■ **Directions for this task**: Copy out every line of the records below word for word, with nothing changed. Leave out the pictures.

##### Records supplied

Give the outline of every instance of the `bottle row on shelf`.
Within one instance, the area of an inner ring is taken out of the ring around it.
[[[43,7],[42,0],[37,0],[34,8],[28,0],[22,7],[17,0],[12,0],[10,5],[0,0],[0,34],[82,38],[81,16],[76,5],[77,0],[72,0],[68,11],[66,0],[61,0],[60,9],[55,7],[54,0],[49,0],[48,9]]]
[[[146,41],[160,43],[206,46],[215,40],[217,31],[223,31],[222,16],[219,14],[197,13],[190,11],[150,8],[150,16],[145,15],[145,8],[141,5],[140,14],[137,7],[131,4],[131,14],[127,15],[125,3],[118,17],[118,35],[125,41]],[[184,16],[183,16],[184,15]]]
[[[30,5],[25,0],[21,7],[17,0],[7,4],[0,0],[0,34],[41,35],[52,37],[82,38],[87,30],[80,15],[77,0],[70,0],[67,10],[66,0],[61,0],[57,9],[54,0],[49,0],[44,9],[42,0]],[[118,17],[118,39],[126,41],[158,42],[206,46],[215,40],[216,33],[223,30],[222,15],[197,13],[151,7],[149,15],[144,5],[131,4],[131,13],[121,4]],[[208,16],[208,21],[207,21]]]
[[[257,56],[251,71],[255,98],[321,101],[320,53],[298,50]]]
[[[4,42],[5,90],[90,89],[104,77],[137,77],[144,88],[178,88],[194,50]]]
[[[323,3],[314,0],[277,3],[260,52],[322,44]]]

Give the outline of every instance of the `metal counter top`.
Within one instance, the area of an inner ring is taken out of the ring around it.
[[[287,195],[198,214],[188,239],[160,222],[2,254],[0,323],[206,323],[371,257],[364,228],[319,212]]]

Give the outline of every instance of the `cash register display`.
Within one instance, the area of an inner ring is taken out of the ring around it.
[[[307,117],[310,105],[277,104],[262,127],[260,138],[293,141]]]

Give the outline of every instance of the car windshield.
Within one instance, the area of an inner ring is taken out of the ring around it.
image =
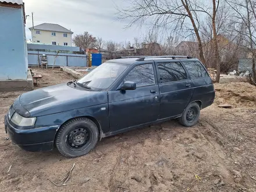
[[[125,65],[104,63],[79,80],[77,83],[81,87],[93,91],[106,90],[126,68]]]

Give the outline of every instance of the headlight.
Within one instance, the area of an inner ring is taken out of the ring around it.
[[[15,112],[10,119],[12,122],[19,126],[31,126],[35,125],[37,118],[26,118]]]

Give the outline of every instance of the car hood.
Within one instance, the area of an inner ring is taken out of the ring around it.
[[[79,90],[67,84],[38,89],[19,97],[19,103],[32,117],[100,105],[107,102],[106,91]]]

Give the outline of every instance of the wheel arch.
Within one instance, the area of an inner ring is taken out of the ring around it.
[[[75,118],[71,118],[71,119],[68,119],[68,120],[66,120],[65,122],[64,122],[60,126],[59,126],[59,127],[57,129],[57,130],[56,130],[56,133],[55,133],[55,138],[54,138],[54,143],[55,143],[55,140],[56,140],[56,133],[57,133],[57,132],[58,132],[58,131],[59,130],[59,129],[64,125],[64,124],[65,124],[66,122],[67,122],[68,121],[69,121],[69,120],[72,120],[72,119],[77,119],[77,118],[88,118],[88,119],[89,119],[90,120],[92,120],[95,125],[96,125],[96,126],[97,126],[97,128],[98,128],[98,131],[99,131],[99,138],[98,138],[98,140],[101,140],[101,138],[102,138],[103,137],[104,137],[104,133],[103,133],[103,132],[102,132],[102,129],[101,129],[101,124],[99,123],[99,121],[96,119],[96,118],[94,118],[94,117],[93,117],[93,116],[89,116],[89,115],[86,115],[86,116],[77,116],[77,117],[75,117]]]
[[[196,102],[199,105],[199,106],[200,108],[200,109],[202,109],[202,101],[201,100],[194,100],[193,101],[191,102],[190,102],[190,103],[189,103],[189,104],[187,104],[187,106],[186,108],[187,108],[189,105],[190,105],[191,104],[193,104],[193,102]],[[184,109],[184,110],[185,110],[186,109]]]

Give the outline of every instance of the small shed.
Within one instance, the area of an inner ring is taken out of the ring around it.
[[[253,60],[251,59],[239,59],[238,70],[239,72],[251,72]],[[256,67],[255,67],[256,69]]]
[[[0,81],[26,80],[28,60],[23,1],[0,0]]]

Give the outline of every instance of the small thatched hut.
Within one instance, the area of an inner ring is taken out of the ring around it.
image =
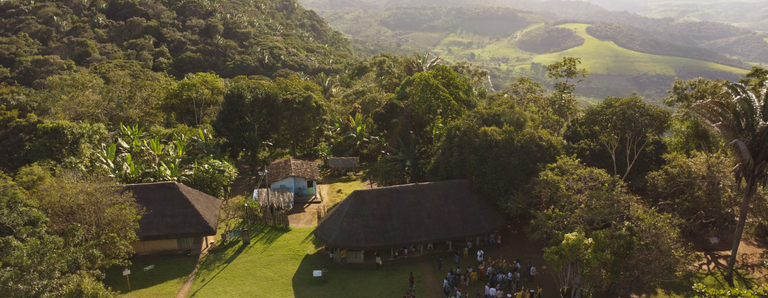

##########

■ **Exercise output**:
Give the outline of every instance of the `bottle row on shelf`.
Within one instance, the area of an inner ring is taken out of the ring around it.
[[[43,7],[42,0],[37,0],[34,8],[28,0],[22,7],[17,0],[12,0],[10,5],[0,0],[0,34],[82,38],[81,16],[76,5],[77,0],[72,0],[68,11],[66,0],[61,0],[60,9],[55,7],[54,0],[49,0],[48,9]]]
[[[146,41],[160,43],[206,46],[215,40],[217,31],[223,31],[222,16],[219,14],[197,13],[190,11],[150,8],[150,16],[145,15],[145,8],[141,5],[140,14],[137,7],[131,4],[131,14],[127,15],[125,3],[118,17],[118,35],[125,41]],[[184,16],[183,16],[184,15]]]
[[[30,5],[25,0],[21,7],[17,0],[7,4],[0,0],[0,34],[41,35],[52,37],[82,38],[87,30],[80,15],[77,0],[70,0],[67,10],[66,0],[61,0],[57,9],[54,0],[49,0],[44,9],[42,0]],[[118,17],[118,39],[126,41],[158,42],[206,46],[215,40],[216,33],[223,30],[222,15],[197,13],[151,7],[149,15],[144,5],[131,4],[131,13],[121,4]],[[208,16],[208,21],[207,21]]]
[[[257,56],[251,71],[255,98],[321,101],[320,53],[298,50]]]
[[[4,42],[5,90],[90,89],[104,77],[137,77],[144,88],[178,88],[194,50]]]
[[[323,3],[314,0],[277,3],[260,52],[322,44]]]

Give the outline of every instance of the `metal counter top`.
Within one instance, the area of an inner ring is taken out of the ring around it.
[[[287,195],[198,214],[188,239],[160,222],[2,254],[0,323],[206,323],[371,257],[364,228],[319,212]]]

Give the outline of every instance of the `cash register display`.
Within one instance, the area of an inner ring is taken out of the ring around it.
[[[307,117],[310,105],[277,104],[262,127],[260,138],[293,141]]]

Give the outline of every instance of the car windshield.
Within one instance, the area of an inner ring is taken out of the ring around it.
image =
[[[125,65],[104,63],[79,80],[77,83],[81,87],[93,91],[106,90],[126,68]]]

Give the outline of every instance of the headlight.
Within one instance, the area of an inner ring is taken out of the ring around it.
[[[15,112],[10,119],[12,122],[19,126],[31,126],[35,125],[37,118],[26,118]]]

Give the outline of every instance of the car hood.
Within one instance, the area of an inner ring is taken out of the ring around it.
[[[79,90],[67,84],[38,89],[19,97],[19,103],[32,117],[100,105],[107,102],[106,91]]]

Give the outline of every instance of the wheel arch.
Within one instance, the area of an inner ring is taken out of the ring around it.
[[[75,118],[71,118],[71,119],[68,119],[68,120],[66,120],[65,122],[64,122],[60,126],[59,126],[59,127],[57,129],[57,130],[56,130],[56,133],[55,133],[55,138],[54,138],[54,143],[55,143],[55,140],[56,140],[56,133],[57,133],[57,132],[58,132],[58,131],[59,130],[59,129],[64,125],[64,124],[65,124],[66,122],[67,122],[68,121],[69,121],[69,120],[72,120],[72,119],[77,119],[77,118],[88,118],[88,119],[89,119],[90,120],[92,120],[95,125],[96,125],[96,126],[97,126],[97,128],[98,128],[98,131],[99,131],[99,138],[98,138],[98,140],[101,140],[101,138],[102,138],[103,137],[104,137],[104,133],[103,133],[103,132],[102,132],[102,129],[101,129],[101,124],[99,123],[99,121],[96,119],[96,118],[94,118],[94,117],[93,117],[93,116],[89,116],[89,115],[86,115],[86,116],[77,116],[77,117],[75,117]]]
[[[196,102],[199,105],[199,106],[200,108],[200,109],[202,109],[202,101],[201,100],[194,100],[193,101],[191,102],[190,102],[190,103],[189,103],[189,104],[187,104],[187,106],[186,108],[187,108],[189,105],[190,105],[191,104],[193,104],[193,102]],[[184,109],[184,110],[185,110],[186,109]]]

Give the outline of every instance of the small shed.
Within one instance, the area of an inner ring is taken out of the ring around it.
[[[253,60],[251,59],[239,59],[238,70],[239,72],[251,72]],[[256,67],[255,67],[256,69]]]
[[[0,81],[26,80],[28,60],[23,1],[0,0]]]

Give the outline of every instance of the small thatched hut.
Within one instance, the area of an inner ring is taken out of the ring around it.
image =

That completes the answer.